# Your task
The response must consist of every line of the listing, reproduced verbatim.

# Input

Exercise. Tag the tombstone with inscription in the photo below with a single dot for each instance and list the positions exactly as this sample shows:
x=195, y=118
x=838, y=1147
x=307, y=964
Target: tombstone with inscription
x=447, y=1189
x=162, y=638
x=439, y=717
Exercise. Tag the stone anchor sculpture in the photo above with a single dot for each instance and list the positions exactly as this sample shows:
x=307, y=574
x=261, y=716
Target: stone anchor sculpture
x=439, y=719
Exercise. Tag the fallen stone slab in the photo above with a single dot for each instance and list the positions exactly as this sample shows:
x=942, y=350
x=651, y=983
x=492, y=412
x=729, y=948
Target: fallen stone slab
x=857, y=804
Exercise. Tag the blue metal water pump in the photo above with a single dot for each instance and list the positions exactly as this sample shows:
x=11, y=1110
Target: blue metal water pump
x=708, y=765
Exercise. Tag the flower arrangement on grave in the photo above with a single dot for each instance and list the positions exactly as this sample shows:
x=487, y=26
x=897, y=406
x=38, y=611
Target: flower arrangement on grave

# Output for this task
Exercise. Tag the tombstone with inscription in the photo below with a single dot for each instance and list the positions exactly as this sample shows:
x=195, y=118
x=838, y=1147
x=307, y=964
Target: tombstone with inscription
x=447, y=1189
x=162, y=638
x=439, y=717
Exercise. Tag the stone anchor sculpture in the photo above with a single dot for each instance and list the positions exactly as this sample shows:
x=307, y=574
x=261, y=716
Target: stone anchor sculpture
x=439, y=719
Exercise. Tag the fallen stone slab in the photo above with a single dot for each instance and list the positions exactly as this sample shows:
x=942, y=350
x=651, y=983
x=492, y=412
x=729, y=948
Target: fallen stone slab
x=857, y=804
Exercise. Tag the blue metal water pump in the photo above with a single dot for each instance and list the positions exactly as this sample shows:
x=11, y=1110
Target: blue metal water pump
x=708, y=765
Exercise. Tag the flower arrangement on grave in the photo above with a single dot for each instance and list the positions exactly as this sample shows:
x=487, y=26
x=897, y=406
x=38, y=611
Target: flower arrangement on grave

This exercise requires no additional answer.